*LIST OF TASKS*
- a) In the report on Pyxus International's fiscal 2022 results, what was gross profit as a percent of sales?
- b) Pick up the report on Pyxus International's fiscal 2022 results from its final sentence and continue it.

*PASSAGE FOR REVIEW*
+===+
Pyxus International reported sales and other operating revenues of $1.64 billion, up 23.1 percent from the prior fiscal year. Gross profit as a percent of sales was 13.8 percent, compared with 12.1 percent in 2021. The net loss attributable to Pyxus International was $82.1 million, which improved 30.2 percent from the prior fiscal year despite $32.2 million of goodwill impairment in fiscal 2022.
The results presented for the prior fiscal year period reflect the periods prior to and subsequent to the company’s emergence from Chapter 11 proceedings.
Pyxus International attributed the increase in sales and other revenues to a 16.8 percent increase in kilo volume and a 7.5 percent increase in average price per kilo. The 16.8 percent increase in kilo volume was driven by larger crop sizes in Africa and increased market share in Africa, Asia and South America partially due to customers reversing their vertical integration in certain markets.
In addition, 21.1 million kilos or $178.3 million of shipments were delayed by the Covid-19 pandemic and customer shipping instructions from the prior year into the current year and was offset by similar volume of shipments expected in the current that has been delayed into next year in Africa, North America and South America.
The 7.5 percent increase in average price per kilo was primarily due to product mix having a higher concentration of lamina in Asia, Africa, and Europe, as well as customer and grade mix in Africa and North America.
Our employees worked diligently to successfully increase volumes and revenue compared to the prior year while continuing to navigate global challenges.
Pieter Sikkel, president and CEO, Pyxus International
“We are proud of the progress made by the business during fiscal year 2022,” said Pyxus’ President and CEO Pieter Sikkel, in a statement. “Our employees worked diligently to successfully increase volumes and revenue compared to the prior year while continuing to navigate global challenges, which largely stem from the ongoing impacts of Covid-19 and the unfortunate events in Ukraine.
“We continued to expand our customer relationships as customers sought solutions to reduce supply chain complexities and improve operational efficiencies. Expansion of these relationships, partially attributable to our environmental, social, and governance framework that we publicly announced in December 2021, increased our market share in Africa, Asia, and South America and contributed to a 16.8 percent increase in kilo volume compared to last year.
+===+
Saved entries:
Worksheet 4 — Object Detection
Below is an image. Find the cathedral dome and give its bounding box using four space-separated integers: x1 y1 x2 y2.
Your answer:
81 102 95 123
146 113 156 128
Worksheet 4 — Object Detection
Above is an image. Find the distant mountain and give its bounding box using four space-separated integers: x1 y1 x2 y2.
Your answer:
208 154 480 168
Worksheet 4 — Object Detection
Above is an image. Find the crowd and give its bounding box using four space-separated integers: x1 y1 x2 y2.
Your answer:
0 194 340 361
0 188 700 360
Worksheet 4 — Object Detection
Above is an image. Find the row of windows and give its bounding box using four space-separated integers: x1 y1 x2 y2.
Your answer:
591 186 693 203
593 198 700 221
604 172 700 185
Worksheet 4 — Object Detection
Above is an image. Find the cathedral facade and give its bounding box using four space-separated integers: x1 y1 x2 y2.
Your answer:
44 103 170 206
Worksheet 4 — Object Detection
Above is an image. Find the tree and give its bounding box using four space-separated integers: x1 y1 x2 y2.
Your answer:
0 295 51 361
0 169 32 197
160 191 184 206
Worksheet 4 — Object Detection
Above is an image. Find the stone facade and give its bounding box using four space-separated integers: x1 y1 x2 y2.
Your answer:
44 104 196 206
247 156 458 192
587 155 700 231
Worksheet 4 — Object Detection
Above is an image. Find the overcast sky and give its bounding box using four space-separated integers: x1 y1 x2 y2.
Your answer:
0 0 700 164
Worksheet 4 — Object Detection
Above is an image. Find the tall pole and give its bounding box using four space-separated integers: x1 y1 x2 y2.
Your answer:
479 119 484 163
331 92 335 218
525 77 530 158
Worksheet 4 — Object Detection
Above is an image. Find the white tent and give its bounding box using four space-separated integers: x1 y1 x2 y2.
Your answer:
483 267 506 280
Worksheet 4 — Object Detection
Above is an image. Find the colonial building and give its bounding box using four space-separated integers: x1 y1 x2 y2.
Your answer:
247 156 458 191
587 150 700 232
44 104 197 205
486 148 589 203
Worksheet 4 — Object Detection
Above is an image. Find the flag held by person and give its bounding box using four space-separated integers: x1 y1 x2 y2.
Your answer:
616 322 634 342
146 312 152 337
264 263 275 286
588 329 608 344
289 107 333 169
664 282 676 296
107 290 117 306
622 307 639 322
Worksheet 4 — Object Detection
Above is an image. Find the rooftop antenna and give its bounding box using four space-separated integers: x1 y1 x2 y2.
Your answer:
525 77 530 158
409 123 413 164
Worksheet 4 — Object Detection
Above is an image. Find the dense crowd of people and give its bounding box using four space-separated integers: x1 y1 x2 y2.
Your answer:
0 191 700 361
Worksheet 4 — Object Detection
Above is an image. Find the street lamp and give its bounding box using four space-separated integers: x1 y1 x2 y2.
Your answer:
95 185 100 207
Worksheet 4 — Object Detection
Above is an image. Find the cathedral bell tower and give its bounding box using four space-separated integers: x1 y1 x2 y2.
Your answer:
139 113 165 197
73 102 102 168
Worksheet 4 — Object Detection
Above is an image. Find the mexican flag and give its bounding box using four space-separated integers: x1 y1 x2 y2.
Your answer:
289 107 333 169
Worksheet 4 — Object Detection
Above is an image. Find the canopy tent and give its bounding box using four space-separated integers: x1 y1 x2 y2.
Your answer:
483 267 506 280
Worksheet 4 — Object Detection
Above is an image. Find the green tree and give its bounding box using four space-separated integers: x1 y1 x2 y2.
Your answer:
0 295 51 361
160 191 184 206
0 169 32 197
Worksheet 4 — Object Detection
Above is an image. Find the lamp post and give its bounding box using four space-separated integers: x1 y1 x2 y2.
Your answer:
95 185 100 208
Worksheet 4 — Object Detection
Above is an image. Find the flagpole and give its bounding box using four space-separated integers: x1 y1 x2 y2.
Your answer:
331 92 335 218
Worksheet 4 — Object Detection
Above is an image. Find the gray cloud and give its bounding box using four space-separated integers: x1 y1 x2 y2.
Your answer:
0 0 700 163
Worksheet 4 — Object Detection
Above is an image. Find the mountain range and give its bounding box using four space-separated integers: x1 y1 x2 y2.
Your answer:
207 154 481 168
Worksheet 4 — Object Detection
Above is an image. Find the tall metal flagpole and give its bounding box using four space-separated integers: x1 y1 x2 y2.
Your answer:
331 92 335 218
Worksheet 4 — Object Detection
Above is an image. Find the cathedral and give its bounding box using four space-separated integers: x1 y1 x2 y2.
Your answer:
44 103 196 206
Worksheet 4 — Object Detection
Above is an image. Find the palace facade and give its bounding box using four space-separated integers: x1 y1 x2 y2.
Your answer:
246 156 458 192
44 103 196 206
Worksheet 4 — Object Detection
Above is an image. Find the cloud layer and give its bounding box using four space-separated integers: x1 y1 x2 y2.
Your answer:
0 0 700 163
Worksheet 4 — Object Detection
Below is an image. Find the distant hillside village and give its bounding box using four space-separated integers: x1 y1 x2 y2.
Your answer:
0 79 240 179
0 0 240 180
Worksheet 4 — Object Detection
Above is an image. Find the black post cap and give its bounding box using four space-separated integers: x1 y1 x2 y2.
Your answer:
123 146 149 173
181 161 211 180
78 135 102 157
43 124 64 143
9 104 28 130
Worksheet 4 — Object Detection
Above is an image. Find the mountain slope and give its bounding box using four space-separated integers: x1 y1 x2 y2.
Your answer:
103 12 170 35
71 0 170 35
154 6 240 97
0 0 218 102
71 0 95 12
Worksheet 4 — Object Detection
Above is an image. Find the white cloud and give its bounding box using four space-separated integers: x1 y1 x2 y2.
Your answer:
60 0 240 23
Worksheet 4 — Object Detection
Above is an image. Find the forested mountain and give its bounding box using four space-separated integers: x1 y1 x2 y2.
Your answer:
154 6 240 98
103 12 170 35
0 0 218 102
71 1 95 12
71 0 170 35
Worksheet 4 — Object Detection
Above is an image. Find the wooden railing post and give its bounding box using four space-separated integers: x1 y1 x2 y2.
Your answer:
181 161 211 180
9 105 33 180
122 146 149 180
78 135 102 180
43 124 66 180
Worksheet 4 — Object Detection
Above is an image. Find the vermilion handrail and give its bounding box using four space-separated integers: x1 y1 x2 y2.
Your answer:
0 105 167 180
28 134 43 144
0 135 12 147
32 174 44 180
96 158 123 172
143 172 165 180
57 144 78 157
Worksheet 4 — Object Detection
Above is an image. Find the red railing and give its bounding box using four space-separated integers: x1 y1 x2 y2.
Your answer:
+===+
*EXPECTED OUTPUTS*
- a) 13.8 percent

- b)
“Our efforts in fiscal 2022 to execute on our strategy to increase financing sources and working capital lines around the globe resulted in a new asset-based lending credit facility with PNC Bank in February 2022, which provides the company with an extended maturity date, reduced costs and increased potential borrowing availability. In addition, in June 2022, we entered into an agreement to amend our delayed draw term loan facility, which provides the company with an extended maturity date, reduced costs, and increased financial flexibility.
“In January 2022, we completed the exit of our cash-flow-negative cannabinoid operations. Our restructuring activities generated savings in SG&A, which contributed to a $55.9 million decrease in expense compared to last year. As a result, our SG&A expense has normalized and is consistent with levels prior to our investments to develop those businesses.
“For the full year, we expect fiscal 2023 sales to be between $1.75 billion and $1.95 billion and adjusted EBITDA to be between $130 million and $160 million as we anticipate increased demand for our leaf products, the continuation of Covid-related logistical challenges, and cost and price increases due to inflation.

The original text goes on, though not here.